Mr Depp’s attorney Camille Vasquez told the jury that the evidence had shown Ms Heard was the “abuser” and Mr Depp was the “abused” during their tumultuous relationship, saying that both Mr Depp’s “good name” and his “life” are at stake as they reach their verdict.
“There is an abuser in this courtroom but it is not Mr Depp,” she said.
“And there is a victim of domestic abuse in this courtroom but it is not Ms Heard.”
During the couple’s relationship, Ms Vasquez said Mr Depp suffered “persistent verbal, physical and emotional abuse” at the hands of Ms Heard.
Ms Heard then caused Mr Depp the “greatest and cruellest injury of all” after their relationship ended, when she “falsely” accused him of domestic abuse, she told the court.
Ms Vasquez told the court that the closing arguments come exactly six years to the day that Ms Heard “falsely” accused her ex-husband of domestic abuse when she filed for a domestic violence restraining order in 2016.
---
Work request
Extend the report on Camille Vasquez's closing argument for Mr Depp, picking up right after its final sentence. The listing after this report has no connection to it.

Recorded data
---
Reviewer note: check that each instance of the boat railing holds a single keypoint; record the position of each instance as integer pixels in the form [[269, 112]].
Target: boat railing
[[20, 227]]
---
Response below
“On May 27 2016, Ms Heard walked into a courthouse in Los Angeles, California to get a no notice ex-parte restraining order against Mr Depp and in doing so ruined his life by falsely telling the world that she is a survivor of domestic abuse at the hands of Mr Depp,” she said.
“Today, on May 27 2022 – exactly six years later – we ask you to give Mr Depp his life back by telling the world that Mr Depp is not the abuser that Ms Heard says he is and hold Ms Heard accountable for her lies.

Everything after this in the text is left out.